> [Exercise goal] Would you please transcribe the records below exactly, leaving out the pictures?

> [Given entries]
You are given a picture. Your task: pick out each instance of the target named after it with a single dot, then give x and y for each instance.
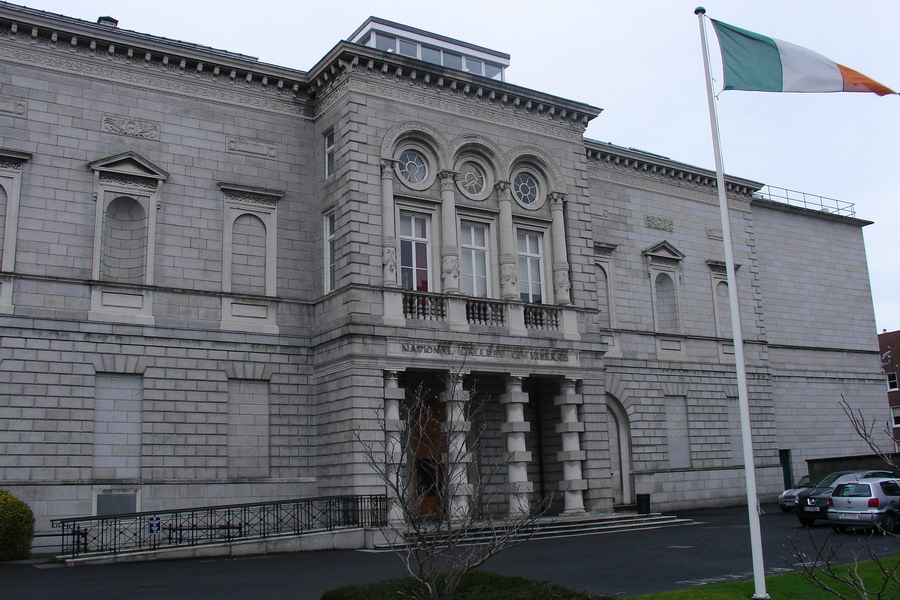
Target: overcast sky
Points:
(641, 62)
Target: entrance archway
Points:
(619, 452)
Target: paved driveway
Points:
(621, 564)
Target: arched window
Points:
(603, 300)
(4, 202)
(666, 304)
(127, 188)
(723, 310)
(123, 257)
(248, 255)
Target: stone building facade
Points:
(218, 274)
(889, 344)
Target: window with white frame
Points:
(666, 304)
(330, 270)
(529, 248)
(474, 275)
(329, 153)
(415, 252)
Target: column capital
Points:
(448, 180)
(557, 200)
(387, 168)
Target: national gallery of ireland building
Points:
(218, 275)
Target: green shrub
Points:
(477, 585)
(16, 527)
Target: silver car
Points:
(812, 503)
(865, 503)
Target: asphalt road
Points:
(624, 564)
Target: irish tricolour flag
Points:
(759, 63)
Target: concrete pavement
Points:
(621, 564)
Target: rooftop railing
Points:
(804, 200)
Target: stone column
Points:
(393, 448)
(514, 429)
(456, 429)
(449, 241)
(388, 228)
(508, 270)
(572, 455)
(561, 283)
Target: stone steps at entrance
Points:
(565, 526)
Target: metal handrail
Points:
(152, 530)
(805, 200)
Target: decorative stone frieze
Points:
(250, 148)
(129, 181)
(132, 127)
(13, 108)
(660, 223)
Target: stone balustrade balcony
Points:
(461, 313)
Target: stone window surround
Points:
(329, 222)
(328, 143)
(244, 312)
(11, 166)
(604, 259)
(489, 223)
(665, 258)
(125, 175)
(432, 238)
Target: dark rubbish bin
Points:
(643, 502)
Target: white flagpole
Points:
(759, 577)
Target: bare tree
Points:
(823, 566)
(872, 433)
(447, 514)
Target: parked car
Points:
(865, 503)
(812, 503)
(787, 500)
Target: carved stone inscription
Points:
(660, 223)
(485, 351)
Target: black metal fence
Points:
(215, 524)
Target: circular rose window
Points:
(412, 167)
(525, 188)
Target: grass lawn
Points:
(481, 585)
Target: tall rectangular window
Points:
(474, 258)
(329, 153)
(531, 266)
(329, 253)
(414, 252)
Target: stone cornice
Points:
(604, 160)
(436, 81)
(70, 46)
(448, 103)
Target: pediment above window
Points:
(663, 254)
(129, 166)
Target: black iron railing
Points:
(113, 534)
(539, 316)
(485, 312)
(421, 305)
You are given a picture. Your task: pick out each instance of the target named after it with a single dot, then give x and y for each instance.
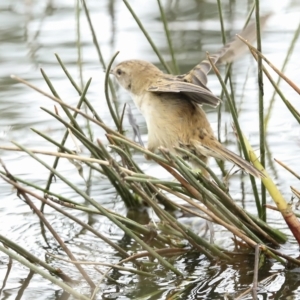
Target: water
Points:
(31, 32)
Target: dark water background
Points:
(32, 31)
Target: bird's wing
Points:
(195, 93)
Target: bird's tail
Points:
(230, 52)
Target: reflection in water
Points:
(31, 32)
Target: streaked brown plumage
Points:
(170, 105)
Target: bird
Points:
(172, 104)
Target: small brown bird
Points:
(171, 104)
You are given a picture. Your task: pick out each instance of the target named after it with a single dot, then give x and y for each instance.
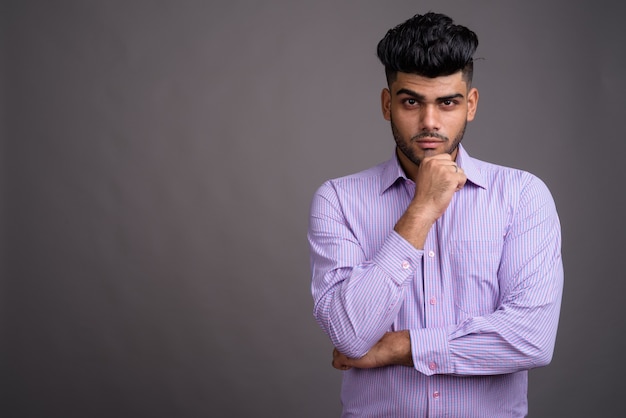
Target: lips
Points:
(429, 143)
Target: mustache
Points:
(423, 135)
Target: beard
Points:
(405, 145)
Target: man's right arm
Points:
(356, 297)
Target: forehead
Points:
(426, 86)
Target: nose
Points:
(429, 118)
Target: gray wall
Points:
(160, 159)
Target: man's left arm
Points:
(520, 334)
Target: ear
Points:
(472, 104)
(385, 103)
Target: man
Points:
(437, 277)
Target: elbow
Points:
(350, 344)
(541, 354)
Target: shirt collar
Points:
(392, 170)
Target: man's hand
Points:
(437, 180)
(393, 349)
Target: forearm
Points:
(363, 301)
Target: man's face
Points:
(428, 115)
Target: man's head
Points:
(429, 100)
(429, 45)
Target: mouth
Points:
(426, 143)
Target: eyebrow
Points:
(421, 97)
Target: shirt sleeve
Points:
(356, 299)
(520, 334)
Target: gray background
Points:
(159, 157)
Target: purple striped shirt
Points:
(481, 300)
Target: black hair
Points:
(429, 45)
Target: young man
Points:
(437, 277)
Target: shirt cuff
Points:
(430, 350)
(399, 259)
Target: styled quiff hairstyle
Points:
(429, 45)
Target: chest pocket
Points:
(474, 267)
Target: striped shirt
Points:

> [Solution below]
You are given a picture. Your task: pick out each instance of the target named after it with a single dot, then give x and y for each instance.
Target: overcast sky
Points:
(641, 62)
Target: entrance archway
Points:
(619, 452)
Target: paved driveway
Points:
(621, 564)
Target: arched window
Points:
(603, 300)
(4, 202)
(666, 304)
(127, 188)
(723, 310)
(123, 257)
(248, 255)
Target: stone building facade
Points:
(218, 274)
(889, 344)
Target: window with white frame
Points:
(666, 304)
(330, 270)
(529, 248)
(474, 275)
(329, 153)
(415, 252)
Target: column capital
Points:
(448, 180)
(557, 200)
(387, 168)
Target: national gallery of ireland building
Points:
(218, 275)
Target: green shrub
Points:
(477, 585)
(16, 527)
Target: silver car
Points:
(812, 503)
(865, 503)
Target: asphalt road
Points:
(624, 564)
Target: irish tricolour flag
Points:
(759, 63)
Target: concrete pavement
Points:
(621, 564)
Target: rooftop railing
Points:
(804, 200)
Target: stone column
Points:
(393, 448)
(514, 429)
(456, 429)
(449, 241)
(388, 228)
(508, 270)
(572, 455)
(561, 283)
Target: stone steps at entrance
Points:
(565, 526)
Target: metal handrail
Points:
(152, 530)
(805, 200)
Target: decorative stone frieze
Points:
(250, 148)
(129, 181)
(132, 127)
(13, 108)
(660, 223)
Target: stone balustrade balcony
Points:
(461, 313)
Target: stone window surround
Points:
(329, 222)
(328, 143)
(244, 312)
(11, 166)
(604, 259)
(489, 223)
(665, 258)
(125, 175)
(432, 238)
Target: dark rubbish bin
Points:
(643, 502)
Target: white flagpole
Points:
(759, 577)
Target: bare tree
Points:
(823, 566)
(872, 433)
(447, 514)
Target: parked car
Points:
(865, 503)
(812, 503)
(787, 500)
Target: carved stone inscription
Points:
(660, 223)
(485, 351)
Target: black metal fence
Points:
(215, 524)
Target: circular rose window
Points:
(412, 167)
(525, 188)
Target: grass lawn
Points:
(481, 585)
Target: tall rectangular window
Points:
(474, 258)
(329, 153)
(531, 266)
(329, 253)
(414, 252)
Target: stone cornice
Points:
(604, 160)
(436, 81)
(70, 46)
(448, 103)
Target: pediment above window
Points:
(663, 254)
(129, 166)
Target: black iron railing
Points:
(113, 534)
(539, 316)
(485, 312)
(421, 305)
You are given a picture. Your task: pick out each instance of the target named after it with a single dot, then give x and y for each instance.
Target: water
Points:
(31, 32)
Target: dark water background
Points:
(32, 31)
Target: bird's wing
Points:
(195, 93)
Target: bird's tail
Points:
(230, 52)
Target: reflection in water
Points:
(31, 32)
Target: streaked brown plumage
Points:
(170, 105)
Target: bird
Points:
(172, 104)
Target: small brown bird
Points:
(171, 104)
You are given a picture. Your task: pick out each instance of the target named after it with a single dot, then give x and y for each instance.
Target: lips
Points:
(429, 143)
Target: mustache
Points:
(423, 135)
Target: beard
Points:
(405, 145)
Target: man's right arm
Points:
(356, 297)
Target: forehead
Points:
(426, 86)
Target: nose
Points:
(429, 118)
Target: gray wall
Points:
(160, 159)
Target: man's left arm
Points:
(520, 334)
Target: ear
Points:
(472, 104)
(385, 103)
Target: man
Points:
(437, 277)
Target: elbow
Points:
(350, 344)
(541, 354)
Target: shirt collar
Points:
(392, 170)
Target: man's hand
Points:
(437, 180)
(393, 349)
Target: forearm
Points:
(363, 301)
Target: man's face
Points:
(428, 115)
Target: man's head
Points:
(429, 100)
(429, 45)
Target: mouth
Points:
(426, 143)
Target: eyebrow
Points:
(421, 97)
Target: shirt sleeve
Points:
(356, 299)
(520, 334)
Target: gray background
Points:
(159, 157)
Target: purple striped shirt
Points:
(481, 300)
Target: black hair
Points:
(429, 45)
Target: young man
Points:
(437, 277)
Target: shirt cuff
Points:
(430, 350)
(399, 259)
Target: styled quiff hairstyle
Points:
(429, 45)
Target: chest pocket
Points:
(474, 267)
Target: striped shirt
Points:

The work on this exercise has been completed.